### ASSIGNMENT
Find the line holding "Wildlife camera triggered. A privet" in the entries below. Give it again exactly, along with every line after it up to and including the line holding "Wildlife camera triggered. A green stem".
SUPPLIED ENTRIES section start
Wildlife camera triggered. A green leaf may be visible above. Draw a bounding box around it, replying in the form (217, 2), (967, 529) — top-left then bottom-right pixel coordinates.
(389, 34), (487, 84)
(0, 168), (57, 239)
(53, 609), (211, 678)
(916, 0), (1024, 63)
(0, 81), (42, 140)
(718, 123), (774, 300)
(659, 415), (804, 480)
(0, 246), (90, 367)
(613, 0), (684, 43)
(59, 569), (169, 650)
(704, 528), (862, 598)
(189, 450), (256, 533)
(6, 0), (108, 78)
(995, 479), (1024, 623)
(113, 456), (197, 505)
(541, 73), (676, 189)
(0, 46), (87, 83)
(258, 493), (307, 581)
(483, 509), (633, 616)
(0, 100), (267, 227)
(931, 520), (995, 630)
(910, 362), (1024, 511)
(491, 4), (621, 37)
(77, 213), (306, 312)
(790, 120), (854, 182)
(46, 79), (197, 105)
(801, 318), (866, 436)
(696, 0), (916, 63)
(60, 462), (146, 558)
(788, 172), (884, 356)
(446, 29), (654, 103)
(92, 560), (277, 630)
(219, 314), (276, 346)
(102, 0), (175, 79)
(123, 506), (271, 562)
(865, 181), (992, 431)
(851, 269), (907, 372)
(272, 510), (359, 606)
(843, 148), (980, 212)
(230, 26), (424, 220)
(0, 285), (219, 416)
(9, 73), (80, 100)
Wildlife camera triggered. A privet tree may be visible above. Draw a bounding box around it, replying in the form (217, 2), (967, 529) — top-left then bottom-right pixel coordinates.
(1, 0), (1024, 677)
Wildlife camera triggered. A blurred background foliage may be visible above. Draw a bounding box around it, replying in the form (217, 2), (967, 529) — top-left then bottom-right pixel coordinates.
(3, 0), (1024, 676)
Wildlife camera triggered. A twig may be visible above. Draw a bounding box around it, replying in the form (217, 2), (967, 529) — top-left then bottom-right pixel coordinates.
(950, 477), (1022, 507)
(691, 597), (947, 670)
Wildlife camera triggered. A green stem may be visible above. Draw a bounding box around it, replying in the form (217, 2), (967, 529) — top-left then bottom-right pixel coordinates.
SUPPLIED ENTRIES section end
SUPPLIED ENTRIES section start
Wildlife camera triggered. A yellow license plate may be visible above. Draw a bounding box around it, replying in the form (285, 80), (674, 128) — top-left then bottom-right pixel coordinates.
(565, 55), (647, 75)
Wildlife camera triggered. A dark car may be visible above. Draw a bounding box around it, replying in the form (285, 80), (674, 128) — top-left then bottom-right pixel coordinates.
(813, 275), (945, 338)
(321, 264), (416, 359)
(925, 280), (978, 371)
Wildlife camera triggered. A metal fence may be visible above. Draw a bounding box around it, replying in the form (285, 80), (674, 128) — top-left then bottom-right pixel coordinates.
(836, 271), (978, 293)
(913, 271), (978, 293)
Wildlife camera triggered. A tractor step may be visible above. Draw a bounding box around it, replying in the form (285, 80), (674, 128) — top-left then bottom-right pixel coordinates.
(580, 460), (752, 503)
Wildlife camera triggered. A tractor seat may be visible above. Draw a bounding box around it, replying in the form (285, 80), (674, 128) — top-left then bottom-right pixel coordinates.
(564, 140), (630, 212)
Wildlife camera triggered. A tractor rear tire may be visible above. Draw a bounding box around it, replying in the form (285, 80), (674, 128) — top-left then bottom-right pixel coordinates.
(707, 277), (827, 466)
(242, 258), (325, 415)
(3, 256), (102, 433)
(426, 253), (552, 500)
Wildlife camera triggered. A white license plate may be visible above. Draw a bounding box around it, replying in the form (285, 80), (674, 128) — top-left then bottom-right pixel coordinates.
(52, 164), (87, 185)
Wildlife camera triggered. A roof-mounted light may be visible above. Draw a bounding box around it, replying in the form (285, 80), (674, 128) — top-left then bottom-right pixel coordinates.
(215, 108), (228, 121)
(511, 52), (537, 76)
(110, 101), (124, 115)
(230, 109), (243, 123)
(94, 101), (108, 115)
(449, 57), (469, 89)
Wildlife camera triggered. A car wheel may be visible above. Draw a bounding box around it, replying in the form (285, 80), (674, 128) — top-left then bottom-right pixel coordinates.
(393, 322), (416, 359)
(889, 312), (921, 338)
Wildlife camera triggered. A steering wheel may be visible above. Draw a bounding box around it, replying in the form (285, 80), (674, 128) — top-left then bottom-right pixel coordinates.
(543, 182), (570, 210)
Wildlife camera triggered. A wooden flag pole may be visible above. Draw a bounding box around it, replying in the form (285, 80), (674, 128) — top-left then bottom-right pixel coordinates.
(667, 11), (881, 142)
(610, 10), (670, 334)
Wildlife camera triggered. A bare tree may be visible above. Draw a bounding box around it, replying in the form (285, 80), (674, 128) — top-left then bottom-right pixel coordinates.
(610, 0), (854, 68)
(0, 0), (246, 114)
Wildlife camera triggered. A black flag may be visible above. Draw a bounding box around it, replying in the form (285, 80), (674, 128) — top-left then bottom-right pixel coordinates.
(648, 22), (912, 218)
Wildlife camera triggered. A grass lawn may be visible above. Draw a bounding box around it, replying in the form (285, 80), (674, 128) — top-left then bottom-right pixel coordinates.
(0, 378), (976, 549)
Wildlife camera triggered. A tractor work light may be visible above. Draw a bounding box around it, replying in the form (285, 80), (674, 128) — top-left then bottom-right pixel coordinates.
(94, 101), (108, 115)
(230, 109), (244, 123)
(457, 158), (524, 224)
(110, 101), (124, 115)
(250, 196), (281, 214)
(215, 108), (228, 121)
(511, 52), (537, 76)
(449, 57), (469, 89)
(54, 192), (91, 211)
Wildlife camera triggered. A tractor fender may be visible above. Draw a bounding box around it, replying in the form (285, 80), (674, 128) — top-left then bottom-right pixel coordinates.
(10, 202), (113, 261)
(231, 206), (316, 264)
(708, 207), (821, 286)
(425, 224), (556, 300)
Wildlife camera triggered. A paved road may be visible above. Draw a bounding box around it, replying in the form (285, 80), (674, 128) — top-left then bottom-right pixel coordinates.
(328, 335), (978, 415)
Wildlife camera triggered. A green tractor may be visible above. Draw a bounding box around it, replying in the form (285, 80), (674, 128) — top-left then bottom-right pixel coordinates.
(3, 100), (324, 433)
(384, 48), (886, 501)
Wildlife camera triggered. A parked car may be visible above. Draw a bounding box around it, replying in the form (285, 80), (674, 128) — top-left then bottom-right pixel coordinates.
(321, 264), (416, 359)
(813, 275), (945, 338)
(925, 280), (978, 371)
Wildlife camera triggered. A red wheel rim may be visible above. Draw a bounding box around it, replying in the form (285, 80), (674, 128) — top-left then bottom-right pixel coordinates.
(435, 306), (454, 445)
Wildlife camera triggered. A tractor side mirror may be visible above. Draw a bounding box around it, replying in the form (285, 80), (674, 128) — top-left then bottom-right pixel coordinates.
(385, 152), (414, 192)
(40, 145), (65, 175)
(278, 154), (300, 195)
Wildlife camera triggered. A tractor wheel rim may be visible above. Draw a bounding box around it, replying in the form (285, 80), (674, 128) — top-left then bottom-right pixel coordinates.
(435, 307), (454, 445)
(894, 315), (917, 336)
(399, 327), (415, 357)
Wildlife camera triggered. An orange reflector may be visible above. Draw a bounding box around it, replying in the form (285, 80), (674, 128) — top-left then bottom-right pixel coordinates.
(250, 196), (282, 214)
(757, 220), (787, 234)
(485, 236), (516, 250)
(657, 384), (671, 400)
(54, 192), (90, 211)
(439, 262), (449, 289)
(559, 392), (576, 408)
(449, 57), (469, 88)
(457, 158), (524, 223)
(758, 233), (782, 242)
SUPPLIED ENTRIES section end
### EXPECTED ANSWER
Wildlife camera triggered. A privet tree may be visible above. Draw a bounding box around it, replying in the form (217, 2), (967, 529) — top-left then bottom-right pixel coordinates.
(1, 0), (1024, 677)
Wildlife camera triggered. A blurred background foliage may be visible above. Draw a bounding box around it, replying in the form (217, 2), (967, 529) — top-left then bottom-right pixel coordinates.
(3, 0), (1024, 676)
Wildlife camera triggered. A twig may be visible above. Draw a bounding box around it, replying in the form (217, 2), (967, 529) — top-left then bottom-right pixel coordinates.
(950, 477), (1022, 507)
(691, 597), (947, 670)
Wildlife camera triggered. A green stem may be visible above. Draw a bounding box around it, replying in the form (217, 2), (967, 529) — top-left then bottom-right pixel coordinates.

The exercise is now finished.